AIM: Reproduce the entries below without any change, starting at the line containing "Exercise. Mark the ivy-covered" and ending at the line containing "pixel 254 80", both lines included.

LISTED RECORDS:
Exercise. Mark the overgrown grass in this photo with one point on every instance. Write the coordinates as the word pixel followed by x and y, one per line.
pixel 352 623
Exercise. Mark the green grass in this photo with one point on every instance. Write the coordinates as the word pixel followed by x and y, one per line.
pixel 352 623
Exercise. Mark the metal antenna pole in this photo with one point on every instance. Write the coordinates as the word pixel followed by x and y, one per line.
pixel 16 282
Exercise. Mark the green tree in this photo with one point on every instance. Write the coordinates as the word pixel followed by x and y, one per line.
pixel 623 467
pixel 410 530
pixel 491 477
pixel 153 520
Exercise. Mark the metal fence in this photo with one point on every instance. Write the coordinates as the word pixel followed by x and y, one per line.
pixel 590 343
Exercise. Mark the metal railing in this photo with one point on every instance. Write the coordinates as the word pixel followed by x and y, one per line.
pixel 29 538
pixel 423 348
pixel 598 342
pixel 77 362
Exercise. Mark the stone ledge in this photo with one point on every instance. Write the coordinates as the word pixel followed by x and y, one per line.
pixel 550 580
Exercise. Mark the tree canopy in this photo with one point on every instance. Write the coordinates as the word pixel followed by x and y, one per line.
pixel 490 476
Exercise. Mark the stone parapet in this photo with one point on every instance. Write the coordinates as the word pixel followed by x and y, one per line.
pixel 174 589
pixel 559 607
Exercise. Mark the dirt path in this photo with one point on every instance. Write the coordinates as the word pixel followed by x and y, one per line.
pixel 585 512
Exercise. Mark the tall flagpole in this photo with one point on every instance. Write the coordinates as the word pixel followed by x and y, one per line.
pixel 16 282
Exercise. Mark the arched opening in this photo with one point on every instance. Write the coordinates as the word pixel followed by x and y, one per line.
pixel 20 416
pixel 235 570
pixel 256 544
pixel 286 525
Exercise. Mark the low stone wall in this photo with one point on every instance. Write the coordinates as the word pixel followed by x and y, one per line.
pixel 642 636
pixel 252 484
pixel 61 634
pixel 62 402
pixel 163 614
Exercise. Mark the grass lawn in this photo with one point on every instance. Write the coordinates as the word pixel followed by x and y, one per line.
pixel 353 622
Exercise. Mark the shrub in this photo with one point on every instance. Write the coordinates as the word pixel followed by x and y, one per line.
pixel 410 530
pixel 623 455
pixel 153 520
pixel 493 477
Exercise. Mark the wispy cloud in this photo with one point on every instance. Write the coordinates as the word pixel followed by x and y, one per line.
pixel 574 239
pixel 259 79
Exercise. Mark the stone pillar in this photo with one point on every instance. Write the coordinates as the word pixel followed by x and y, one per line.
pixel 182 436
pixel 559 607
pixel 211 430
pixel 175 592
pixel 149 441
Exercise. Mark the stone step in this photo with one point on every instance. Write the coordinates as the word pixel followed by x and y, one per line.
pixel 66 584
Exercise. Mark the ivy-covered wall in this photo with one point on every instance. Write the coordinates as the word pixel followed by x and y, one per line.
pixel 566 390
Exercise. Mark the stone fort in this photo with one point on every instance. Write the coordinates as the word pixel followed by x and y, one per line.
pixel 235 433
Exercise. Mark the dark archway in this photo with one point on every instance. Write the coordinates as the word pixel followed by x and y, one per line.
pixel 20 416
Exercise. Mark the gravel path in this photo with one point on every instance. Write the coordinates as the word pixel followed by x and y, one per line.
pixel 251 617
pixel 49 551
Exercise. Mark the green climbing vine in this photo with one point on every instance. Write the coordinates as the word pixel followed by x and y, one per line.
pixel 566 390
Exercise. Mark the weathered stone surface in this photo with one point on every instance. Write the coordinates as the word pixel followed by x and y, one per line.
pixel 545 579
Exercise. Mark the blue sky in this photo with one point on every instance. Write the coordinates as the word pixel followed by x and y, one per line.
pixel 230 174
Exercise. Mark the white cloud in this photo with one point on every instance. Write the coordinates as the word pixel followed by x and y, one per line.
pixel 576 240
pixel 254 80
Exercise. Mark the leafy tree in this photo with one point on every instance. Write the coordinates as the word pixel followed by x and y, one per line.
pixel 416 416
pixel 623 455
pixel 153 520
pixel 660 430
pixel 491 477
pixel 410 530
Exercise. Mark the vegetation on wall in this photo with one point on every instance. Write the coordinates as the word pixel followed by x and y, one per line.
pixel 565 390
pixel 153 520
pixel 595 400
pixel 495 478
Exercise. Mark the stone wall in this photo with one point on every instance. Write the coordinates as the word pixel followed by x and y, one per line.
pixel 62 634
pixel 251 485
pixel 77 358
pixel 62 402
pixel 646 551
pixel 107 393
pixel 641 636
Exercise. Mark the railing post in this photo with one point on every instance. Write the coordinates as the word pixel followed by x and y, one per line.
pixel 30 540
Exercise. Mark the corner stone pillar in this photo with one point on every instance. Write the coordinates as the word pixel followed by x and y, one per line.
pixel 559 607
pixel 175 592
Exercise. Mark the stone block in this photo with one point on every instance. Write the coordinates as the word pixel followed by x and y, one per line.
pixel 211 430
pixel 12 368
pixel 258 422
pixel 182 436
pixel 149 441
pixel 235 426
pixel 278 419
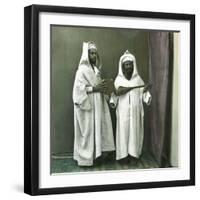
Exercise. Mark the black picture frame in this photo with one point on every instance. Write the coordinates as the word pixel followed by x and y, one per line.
pixel 31 98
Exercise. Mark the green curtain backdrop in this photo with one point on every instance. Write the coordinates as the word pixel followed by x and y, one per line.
pixel 66 49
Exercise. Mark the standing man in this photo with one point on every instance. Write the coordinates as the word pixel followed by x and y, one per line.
pixel 93 131
pixel 131 93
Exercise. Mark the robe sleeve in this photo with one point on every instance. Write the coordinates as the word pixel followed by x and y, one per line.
pixel 80 91
pixel 113 100
pixel 147 97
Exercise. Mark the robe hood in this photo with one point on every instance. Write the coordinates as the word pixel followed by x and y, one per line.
pixel 135 78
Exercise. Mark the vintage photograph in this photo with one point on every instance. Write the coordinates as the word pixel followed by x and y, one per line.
pixel 114 99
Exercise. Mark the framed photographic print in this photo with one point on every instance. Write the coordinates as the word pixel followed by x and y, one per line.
pixel 109 99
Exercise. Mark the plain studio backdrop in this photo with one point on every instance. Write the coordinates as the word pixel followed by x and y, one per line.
pixel 11 101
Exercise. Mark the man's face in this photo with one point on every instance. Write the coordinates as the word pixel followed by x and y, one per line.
pixel 92 53
pixel 127 69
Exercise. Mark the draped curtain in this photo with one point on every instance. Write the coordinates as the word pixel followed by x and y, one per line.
pixel 160 75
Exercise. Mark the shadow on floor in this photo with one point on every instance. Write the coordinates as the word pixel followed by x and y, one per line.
pixel 104 163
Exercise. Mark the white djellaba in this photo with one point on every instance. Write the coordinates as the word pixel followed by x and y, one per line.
pixel 129 111
pixel 93 131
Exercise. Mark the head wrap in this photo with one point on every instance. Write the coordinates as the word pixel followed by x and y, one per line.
pixel 135 78
pixel 92 45
pixel 84 57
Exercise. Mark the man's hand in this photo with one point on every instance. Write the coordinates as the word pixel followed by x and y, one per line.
pixel 147 87
pixel 101 87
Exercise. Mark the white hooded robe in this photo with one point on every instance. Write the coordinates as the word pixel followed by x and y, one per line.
pixel 93 131
pixel 129 112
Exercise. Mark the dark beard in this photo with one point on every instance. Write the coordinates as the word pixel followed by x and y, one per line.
pixel 128 74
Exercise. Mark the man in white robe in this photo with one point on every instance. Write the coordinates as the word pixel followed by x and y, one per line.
pixel 93 131
pixel 131 93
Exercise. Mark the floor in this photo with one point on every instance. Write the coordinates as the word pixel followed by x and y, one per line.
pixel 106 162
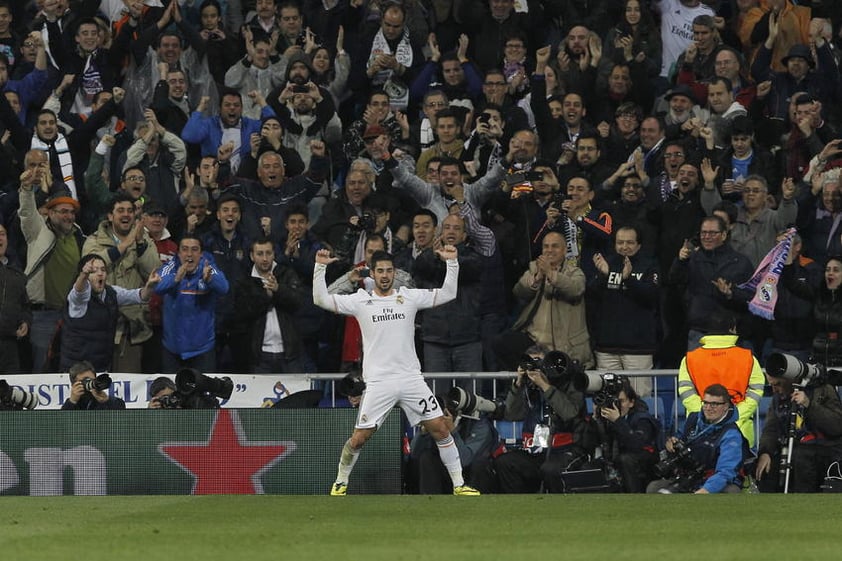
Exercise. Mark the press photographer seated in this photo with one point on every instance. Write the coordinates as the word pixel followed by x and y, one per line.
pixel 807 412
pixel 628 433
pixel 708 456
pixel 89 391
pixel 545 397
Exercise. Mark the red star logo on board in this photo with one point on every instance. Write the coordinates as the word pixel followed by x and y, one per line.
pixel 227 463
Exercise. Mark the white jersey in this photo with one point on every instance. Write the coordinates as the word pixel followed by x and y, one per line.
pixel 677 29
pixel 387 323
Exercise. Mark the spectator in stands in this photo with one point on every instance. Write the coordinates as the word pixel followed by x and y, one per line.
pixel 219 43
pixel 307 115
pixel 554 316
pixel 155 221
pixel 827 313
pixel 809 133
pixel 754 232
pixel 257 71
pixel 82 399
pixel 448 139
pixel 160 155
pixel 554 430
pixel 376 120
pixel 489 22
pixel 631 437
pixel 28 87
pixel 387 59
pixel 130 256
pixel 495 92
pixel 716 445
pixel 437 198
pixel 160 387
pixel 270 139
pixel 677 16
pixel 458 77
pixel 587 163
pixel 424 236
pixel 700 56
pixel 626 286
pixel 817 440
pixel 264 304
pixel 801 74
pixel 265 201
pixel 452 332
pixel 635 33
pixel 475 438
pixel 818 209
pixel 190 284
pixel 481 143
pixel 230 248
pixel 621 137
pixel 196 217
pixel 728 64
pixel 53 248
pixel 14 304
pixel 230 126
pixel 89 321
pixel 720 361
pixel 299 249
pixel 333 77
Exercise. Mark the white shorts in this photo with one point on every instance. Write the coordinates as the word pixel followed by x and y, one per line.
pixel 412 394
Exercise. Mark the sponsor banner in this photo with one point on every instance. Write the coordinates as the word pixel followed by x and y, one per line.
pixel 177 452
pixel 262 390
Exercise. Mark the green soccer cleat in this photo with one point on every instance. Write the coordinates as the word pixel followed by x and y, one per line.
pixel 465 491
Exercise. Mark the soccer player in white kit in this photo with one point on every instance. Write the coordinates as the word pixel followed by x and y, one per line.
pixel 391 369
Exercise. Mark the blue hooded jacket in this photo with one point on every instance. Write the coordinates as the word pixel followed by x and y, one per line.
pixel 717 447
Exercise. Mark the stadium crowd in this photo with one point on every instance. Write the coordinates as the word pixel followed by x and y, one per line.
pixel 614 173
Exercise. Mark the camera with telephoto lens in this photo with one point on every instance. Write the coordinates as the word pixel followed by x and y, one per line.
pixel 352 385
pixel 469 404
pixel 677 462
pixel 605 388
pixel 171 401
pixel 558 367
pixel 198 391
pixel 367 222
pixel 780 365
pixel 100 383
pixel 16 398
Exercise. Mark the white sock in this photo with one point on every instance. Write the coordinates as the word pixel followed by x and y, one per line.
pixel 449 455
pixel 346 462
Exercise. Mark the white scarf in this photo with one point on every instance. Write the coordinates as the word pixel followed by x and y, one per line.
pixel 398 92
pixel 64 160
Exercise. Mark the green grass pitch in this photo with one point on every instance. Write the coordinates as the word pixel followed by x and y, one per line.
pixel 374 528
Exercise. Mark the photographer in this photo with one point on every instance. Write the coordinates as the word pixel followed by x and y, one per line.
pixel 629 434
pixel 532 207
pixel 555 433
pixel 191 390
pixel 708 456
pixel 16 399
pixel 474 436
pixel 817 436
pixel 86 396
pixel 360 277
pixel 160 391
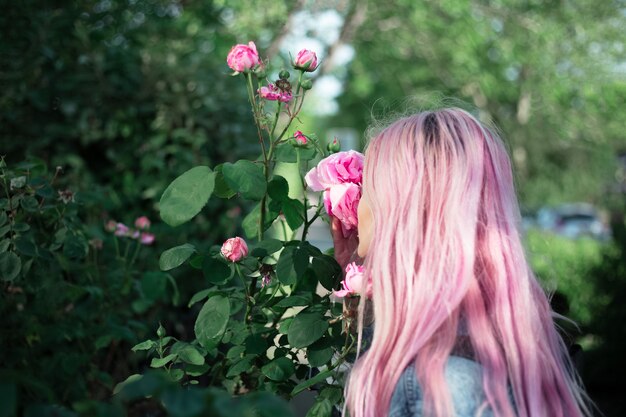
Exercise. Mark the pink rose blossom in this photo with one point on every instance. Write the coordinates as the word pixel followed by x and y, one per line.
pixel 142 223
pixel 146 238
pixel 110 226
pixel 300 138
pixel 121 230
pixel 338 168
pixel 353 282
pixel 273 93
pixel 306 60
pixel 234 249
pixel 342 201
pixel 243 58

RESULT BELOW:
Exercise. Mark the ivy-covered wall in this photo with one point on every instance. Write the coordinates as the word pixel followed by x and y, one per line.
pixel 566 390
Exercise. Mark the stone fort in this photo with one point on every instance. Write the coordinates as the word pixel followed by x and y, one per line.
pixel 235 433
Exercise. Mark the dark archway in this photo with one point on every instance. Write the coordinates as the word pixel followed by x and y, one per line.
pixel 20 416
Exercise. Mark the gravel path in this photo with one point on every instance. Write the coordinates as the word pixel followed by x and y, one per line.
pixel 251 617
pixel 49 551
Exercise. Mark the green climbing vine in this photo with one point on every instance. Write the coordinates as the word pixel followed by x and y, one per line.
pixel 566 390
Exercise. Mark the weathered stone surface in this photo with one point on every instance. Write the coordinates as the word pixel followed by x and y, one per line.
pixel 545 579
Exercise. Mark the blue sky in this photo with one point on every instance. Write the coordinates as the word pixel followed by x and y, one per line.
pixel 230 174
Exercise. Mark the white cloud in this photo with one point on every instance. Write the coordinates as the word pixel followed by x and y, one per line.
pixel 576 240
pixel 254 80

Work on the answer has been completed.